TO DO: Your output must be the line containing "I'd really appreciate it if you could identify the tree" followed by every later line in the entries below, all copied exactly.

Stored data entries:
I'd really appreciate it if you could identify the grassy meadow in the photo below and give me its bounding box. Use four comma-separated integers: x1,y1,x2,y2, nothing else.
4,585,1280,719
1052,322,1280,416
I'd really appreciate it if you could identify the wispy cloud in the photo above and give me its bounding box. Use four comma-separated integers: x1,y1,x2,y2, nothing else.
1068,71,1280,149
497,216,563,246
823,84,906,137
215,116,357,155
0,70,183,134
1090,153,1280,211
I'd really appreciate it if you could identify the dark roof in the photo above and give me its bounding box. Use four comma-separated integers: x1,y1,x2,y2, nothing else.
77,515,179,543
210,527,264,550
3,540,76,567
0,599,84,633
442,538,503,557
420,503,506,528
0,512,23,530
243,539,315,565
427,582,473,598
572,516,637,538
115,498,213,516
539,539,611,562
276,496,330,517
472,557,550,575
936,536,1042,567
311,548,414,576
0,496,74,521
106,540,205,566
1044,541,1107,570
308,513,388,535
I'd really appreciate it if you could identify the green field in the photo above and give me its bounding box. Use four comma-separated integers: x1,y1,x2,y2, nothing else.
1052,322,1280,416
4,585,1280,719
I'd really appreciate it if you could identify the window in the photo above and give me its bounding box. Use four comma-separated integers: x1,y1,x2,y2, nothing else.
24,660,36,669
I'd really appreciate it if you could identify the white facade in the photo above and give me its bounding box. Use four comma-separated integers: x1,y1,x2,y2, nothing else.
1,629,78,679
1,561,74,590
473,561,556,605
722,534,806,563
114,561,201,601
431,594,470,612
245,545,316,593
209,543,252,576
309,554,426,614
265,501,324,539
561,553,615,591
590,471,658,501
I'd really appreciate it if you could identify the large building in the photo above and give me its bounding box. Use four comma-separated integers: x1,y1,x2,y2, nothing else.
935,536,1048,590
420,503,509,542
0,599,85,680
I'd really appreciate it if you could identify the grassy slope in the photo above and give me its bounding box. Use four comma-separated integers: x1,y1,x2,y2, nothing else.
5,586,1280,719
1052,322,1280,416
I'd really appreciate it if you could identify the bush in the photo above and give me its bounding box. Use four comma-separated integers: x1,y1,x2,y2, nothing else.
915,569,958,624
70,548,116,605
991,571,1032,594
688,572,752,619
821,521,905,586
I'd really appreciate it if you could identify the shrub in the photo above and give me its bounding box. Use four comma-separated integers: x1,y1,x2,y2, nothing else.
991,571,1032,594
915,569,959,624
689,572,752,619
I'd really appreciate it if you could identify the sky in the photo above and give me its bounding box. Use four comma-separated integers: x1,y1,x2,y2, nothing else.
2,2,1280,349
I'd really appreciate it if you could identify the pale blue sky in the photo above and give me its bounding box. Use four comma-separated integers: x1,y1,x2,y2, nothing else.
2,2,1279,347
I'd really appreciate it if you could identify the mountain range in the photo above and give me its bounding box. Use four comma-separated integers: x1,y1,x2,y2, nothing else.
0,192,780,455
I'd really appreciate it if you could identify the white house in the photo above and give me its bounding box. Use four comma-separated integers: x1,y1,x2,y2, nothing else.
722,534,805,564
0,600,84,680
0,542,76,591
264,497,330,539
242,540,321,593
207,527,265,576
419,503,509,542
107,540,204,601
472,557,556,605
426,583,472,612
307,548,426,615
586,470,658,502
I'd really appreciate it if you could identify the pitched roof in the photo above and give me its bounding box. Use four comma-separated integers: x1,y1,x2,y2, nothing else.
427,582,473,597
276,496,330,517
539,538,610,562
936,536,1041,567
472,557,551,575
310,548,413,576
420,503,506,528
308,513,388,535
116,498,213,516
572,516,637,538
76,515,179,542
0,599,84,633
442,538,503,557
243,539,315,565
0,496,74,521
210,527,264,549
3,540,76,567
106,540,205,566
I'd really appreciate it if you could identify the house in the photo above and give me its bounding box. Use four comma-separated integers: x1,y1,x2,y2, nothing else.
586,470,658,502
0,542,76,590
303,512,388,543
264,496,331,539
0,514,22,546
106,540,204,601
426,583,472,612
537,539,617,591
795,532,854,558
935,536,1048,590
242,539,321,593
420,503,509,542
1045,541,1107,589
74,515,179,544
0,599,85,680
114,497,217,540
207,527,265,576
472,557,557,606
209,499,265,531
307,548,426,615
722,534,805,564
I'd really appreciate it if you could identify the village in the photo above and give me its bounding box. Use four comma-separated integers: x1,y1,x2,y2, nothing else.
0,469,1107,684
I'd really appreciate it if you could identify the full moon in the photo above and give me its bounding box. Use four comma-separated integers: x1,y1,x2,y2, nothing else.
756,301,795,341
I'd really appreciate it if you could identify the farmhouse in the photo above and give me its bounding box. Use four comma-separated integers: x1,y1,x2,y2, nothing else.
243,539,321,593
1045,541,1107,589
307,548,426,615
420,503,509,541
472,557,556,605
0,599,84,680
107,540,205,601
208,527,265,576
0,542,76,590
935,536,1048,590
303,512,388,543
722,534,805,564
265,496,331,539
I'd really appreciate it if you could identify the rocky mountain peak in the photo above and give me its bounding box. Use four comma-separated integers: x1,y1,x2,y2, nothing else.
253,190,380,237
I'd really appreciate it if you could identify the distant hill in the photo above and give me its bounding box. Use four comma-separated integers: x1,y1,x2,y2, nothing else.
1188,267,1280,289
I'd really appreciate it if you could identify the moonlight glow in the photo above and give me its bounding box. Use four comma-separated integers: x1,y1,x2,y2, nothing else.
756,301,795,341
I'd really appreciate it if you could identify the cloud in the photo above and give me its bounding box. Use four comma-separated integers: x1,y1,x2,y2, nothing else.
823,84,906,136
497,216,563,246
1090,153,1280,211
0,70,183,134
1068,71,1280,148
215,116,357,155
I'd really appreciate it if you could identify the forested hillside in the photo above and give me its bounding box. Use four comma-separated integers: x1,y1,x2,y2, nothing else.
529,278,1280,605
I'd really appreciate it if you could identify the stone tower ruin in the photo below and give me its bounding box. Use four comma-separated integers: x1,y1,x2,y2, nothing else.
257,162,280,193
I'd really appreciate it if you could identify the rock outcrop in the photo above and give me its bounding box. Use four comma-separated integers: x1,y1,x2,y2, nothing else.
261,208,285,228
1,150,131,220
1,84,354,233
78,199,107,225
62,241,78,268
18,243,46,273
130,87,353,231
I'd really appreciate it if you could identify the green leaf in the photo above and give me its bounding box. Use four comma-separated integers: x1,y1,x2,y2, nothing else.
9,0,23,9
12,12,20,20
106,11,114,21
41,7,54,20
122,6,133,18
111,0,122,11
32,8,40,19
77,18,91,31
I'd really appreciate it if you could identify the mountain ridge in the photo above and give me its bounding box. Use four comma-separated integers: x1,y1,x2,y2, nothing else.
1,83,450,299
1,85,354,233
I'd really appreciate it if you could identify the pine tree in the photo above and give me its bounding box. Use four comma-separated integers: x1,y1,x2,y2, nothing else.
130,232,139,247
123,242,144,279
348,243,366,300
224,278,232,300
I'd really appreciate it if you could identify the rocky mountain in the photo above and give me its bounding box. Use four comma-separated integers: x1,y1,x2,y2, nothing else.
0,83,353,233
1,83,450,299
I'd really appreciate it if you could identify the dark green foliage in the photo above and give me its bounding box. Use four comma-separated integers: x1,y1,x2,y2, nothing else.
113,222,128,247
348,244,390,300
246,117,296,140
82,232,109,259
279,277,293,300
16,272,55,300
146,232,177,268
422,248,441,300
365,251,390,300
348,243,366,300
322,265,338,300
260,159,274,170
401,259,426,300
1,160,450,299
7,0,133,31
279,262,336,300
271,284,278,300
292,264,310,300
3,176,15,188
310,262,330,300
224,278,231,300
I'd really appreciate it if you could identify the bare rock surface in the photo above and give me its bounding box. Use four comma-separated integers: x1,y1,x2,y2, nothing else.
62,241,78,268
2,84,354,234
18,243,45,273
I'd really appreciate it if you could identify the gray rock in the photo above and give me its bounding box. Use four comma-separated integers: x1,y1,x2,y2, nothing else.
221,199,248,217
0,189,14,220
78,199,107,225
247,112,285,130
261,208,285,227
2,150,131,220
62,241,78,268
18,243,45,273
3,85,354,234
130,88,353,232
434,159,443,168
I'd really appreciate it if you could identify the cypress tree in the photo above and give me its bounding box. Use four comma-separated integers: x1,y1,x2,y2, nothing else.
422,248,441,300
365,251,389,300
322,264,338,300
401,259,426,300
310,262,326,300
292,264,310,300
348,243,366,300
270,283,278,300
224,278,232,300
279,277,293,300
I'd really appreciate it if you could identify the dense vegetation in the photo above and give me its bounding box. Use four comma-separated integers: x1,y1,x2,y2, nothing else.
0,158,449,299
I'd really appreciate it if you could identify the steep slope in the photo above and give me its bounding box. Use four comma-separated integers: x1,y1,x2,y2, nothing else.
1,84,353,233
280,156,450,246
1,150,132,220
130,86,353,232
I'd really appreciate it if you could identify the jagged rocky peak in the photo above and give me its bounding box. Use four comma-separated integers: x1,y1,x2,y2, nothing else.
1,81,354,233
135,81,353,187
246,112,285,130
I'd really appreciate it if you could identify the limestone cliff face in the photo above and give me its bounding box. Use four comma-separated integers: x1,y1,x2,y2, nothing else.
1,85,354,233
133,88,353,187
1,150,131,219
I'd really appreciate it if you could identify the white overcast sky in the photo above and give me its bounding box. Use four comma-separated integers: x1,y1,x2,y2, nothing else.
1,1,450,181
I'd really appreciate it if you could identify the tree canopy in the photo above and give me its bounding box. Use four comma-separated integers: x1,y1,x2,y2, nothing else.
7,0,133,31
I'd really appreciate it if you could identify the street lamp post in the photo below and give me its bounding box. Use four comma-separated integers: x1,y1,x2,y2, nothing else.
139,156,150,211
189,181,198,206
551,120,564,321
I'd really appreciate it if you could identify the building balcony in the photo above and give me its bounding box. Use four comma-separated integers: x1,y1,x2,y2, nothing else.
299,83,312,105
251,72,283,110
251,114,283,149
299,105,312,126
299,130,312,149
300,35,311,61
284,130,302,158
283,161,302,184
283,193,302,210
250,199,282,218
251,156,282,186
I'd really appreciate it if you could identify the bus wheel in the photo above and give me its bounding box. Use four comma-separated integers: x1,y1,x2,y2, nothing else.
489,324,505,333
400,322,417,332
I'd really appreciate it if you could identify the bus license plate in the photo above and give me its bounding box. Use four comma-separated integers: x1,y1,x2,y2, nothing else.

EXERCISE RESULT:
I'd really appreciate it if you could identify the tree canopy in the photo above and give me its bounding box. Use four comma-separated integers: x1,y1,x2,y2, nothing else.
7,0,133,31
I'd really appreciate it if you could identify the street lamp post in the photo below and give me its bounding box. Use four comma-separated integers: x1,y1,x2,y2, nothing else.
139,156,150,211
189,181,198,206
551,120,564,321
I'd really appreciate it if you could identify the building balcony in the photo above and give me its bounding box. Use four comma-separated integers: x1,y1,x2,y2, nothing else.
299,83,312,105
251,72,283,110
251,114,283,149
299,105,312,126
299,130,312,149
300,35,311,61
284,130,302,158
283,161,302,184
283,193,302,210
250,199,282,218
251,156,282,186
I'd really appreciate it if you could identify the bus wheel in the photo above and give me its bounding box. Use four comma-separated integers: x1,y1,x2,y2, nothing else.
489,324,505,333
400,322,417,332
I'd really appreciate it if you could identify the bus license plate in the photo above and give me its bounding box. Use four comma-separated integers: x1,y1,x2,y2, nothing else.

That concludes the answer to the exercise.